> [Stated exercise]:
Leave out the pictures and copy everything else in the entries exactly.
____________________
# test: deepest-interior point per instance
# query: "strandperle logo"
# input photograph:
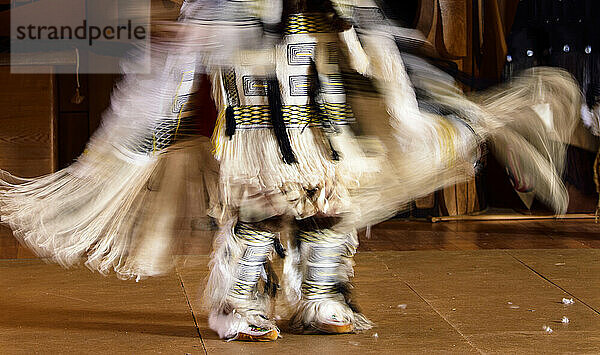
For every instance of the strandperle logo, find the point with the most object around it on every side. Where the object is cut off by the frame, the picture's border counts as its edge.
(85, 31)
(80, 36)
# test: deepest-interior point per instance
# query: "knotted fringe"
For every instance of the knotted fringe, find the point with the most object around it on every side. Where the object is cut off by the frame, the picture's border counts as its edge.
(86, 209)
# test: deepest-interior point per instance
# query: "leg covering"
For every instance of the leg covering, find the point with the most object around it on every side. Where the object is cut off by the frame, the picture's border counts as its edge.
(239, 308)
(318, 272)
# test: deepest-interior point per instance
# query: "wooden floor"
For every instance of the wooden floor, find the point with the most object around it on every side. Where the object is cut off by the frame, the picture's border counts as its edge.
(456, 287)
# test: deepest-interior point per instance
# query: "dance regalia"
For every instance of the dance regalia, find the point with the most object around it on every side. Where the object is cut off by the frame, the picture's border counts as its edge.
(291, 144)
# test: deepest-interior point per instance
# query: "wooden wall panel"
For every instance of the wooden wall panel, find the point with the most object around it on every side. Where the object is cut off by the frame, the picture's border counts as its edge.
(27, 123)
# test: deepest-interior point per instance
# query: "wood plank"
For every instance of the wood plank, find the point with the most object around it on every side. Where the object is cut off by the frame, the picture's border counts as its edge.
(28, 123)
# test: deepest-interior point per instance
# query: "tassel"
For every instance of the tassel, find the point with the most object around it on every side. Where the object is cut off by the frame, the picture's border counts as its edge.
(277, 121)
(328, 125)
(272, 282)
(279, 248)
(229, 122)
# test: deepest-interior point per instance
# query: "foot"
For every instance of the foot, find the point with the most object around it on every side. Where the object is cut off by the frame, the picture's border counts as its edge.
(255, 333)
(333, 325)
(235, 326)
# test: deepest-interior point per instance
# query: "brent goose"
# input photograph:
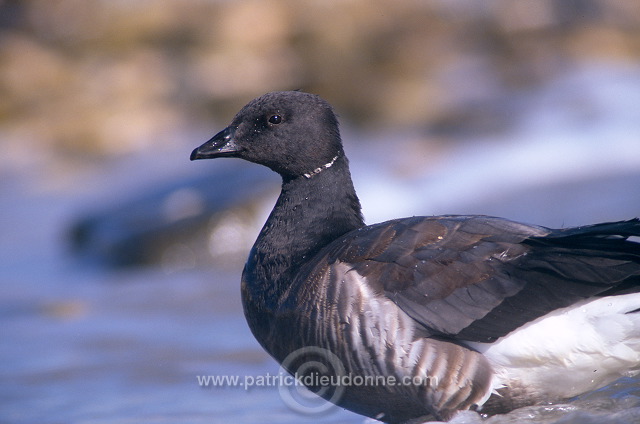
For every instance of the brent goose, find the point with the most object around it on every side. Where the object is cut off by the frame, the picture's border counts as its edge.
(494, 314)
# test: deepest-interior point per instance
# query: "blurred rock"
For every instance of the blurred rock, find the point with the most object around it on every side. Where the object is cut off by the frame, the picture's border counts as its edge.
(107, 77)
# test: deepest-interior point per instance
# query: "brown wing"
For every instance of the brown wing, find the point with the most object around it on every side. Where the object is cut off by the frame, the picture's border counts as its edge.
(478, 278)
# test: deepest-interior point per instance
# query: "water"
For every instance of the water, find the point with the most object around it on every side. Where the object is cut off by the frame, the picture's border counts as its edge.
(87, 343)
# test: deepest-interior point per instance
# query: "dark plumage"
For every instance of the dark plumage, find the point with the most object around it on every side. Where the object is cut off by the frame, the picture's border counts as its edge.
(467, 301)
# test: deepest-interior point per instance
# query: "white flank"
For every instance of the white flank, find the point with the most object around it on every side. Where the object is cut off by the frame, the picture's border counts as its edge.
(571, 350)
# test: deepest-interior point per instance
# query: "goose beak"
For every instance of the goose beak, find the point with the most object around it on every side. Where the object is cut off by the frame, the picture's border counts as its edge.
(220, 145)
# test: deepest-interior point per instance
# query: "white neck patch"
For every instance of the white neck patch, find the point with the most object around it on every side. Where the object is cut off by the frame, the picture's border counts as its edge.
(321, 168)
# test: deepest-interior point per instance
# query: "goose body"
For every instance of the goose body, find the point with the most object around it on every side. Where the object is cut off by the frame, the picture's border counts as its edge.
(486, 313)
____________________
> [Result of this task]:
# test: deepest-interior point per instance
# query: "strandperle logo"
# input photograph:
For every instance of the strandperle logo, find the point with the most object around it on every side. Where the object is cut off by the frame, the picture's border counts as its edge.
(85, 31)
(80, 36)
# test: deepest-interior point per instance
# query: "knotted fringe"
For every instance of the knotted fringe, find the point with the most object around it on every side. Where the object is cut off by the frame, the picture's border counts as its edge.
(86, 209)
# test: deepest-interior point per instance
# query: "leg covering"
For every instance of the leg covering, find the point with the most object around it on every side. Where the object is cut off by the frame, the picture's border counts as its edge.
(239, 308)
(318, 272)
# test: deepest-interior point per instance
# query: "wooden floor"
For every instance of the wooden floor, find the point with the most object around it on every side. Where the object is cut off by the frame, the picture's border counts as its edge.
(456, 287)
# test: deepest-interior point per instance
# query: "dance regalia"
For every instance of the dance regalia, find the point with the most object around it on every side. Where the object is cut off by the frame, the picture's border counts as its edge.
(291, 144)
# test: deepest-interior point per instance
# query: "wooden wall panel"
For every instance of the wooden wall panel, find the point with the most object around it on every side. Where the object is cut off by the frame, the picture's border counts as its edge.
(27, 123)
# test: deepest-interior point per instance
# query: "wood plank"
For every instance of the wood plank, find the point with the most object around it on every side. Where the object is cut off by the frame, the picture's border counts as its edge.
(28, 123)
# test: deepest-interior point per instance
# query: "tassel"
For every instance of the tassel, find the point with the most object around it on every side. Where the object is cut off by the frame, the picture's border counts as its edge.
(277, 121)
(328, 125)
(272, 282)
(279, 248)
(229, 122)
# test: deepest-interior point per instance
# query: "foot"
For every instance of the foot, find the point with the most object around it on every side. Where the object is cut off by the frame, the picture's border counts as its edge.
(255, 333)
(333, 325)
(235, 326)
# test: deepest-interior point per instance
# query: "brent goose"
# input photograph:
For every instance of the brent goose, find the point with the most object around it on every side. Where the object is cut off by the frame, the picture's border counts as its edge.
(494, 314)
# test: deepest-interior point per instance
# query: "blurred rock"
For every instance of the blurred rock, find the point with the most object around it on every side. Where the object is cut off by the frame, the picture's border counts as its edge.
(107, 77)
# test: deepest-interior point per instance
# query: "brown wing"
For every instance of the brown wing, find the point with the most object around it on every side. Where the object is cut off by the frame, the picture's border counts as its edge.
(478, 278)
# test: deepest-interior point per instance
# query: "water"
For every instance of the water, find the point with the most object around it on every side. Where the object is cut off by the frame, the picture's border counts as its edge.
(87, 343)
# test: deepest-interior point per instance
# query: "dark plumage"
For every instance of the dark plumage, find the point with the most object around it on every side. Where the object is cut off by the frame, the picture's border counts as its edge.
(467, 301)
# test: deepest-interior point per instance
# query: "white flank"
For every instance of the white flank, find the point with the most object around it on every side. Where the object is cut off by the frame, the picture's border counts as its edge.
(571, 350)
# test: deepest-interior point per instance
# query: "goose beak"
For every instance of the goose beak, find the point with the most object around it on every side. Where the object is cut off by the frame, the picture's border counts as its edge.
(220, 145)
# test: deepest-interior point per instance
# query: "white neck patch"
For every instance of the white neck patch, find the point with the most object around it on every side. Where the object is cut off by the frame, the picture's border counts as its edge.
(321, 168)
# test: deepest-interior point per instance
# query: "goose body"
For every instance of the goose body, find the point with the most object around it on every side. Where the object is cut off by the frame, the picture's border counts as its edge.
(486, 313)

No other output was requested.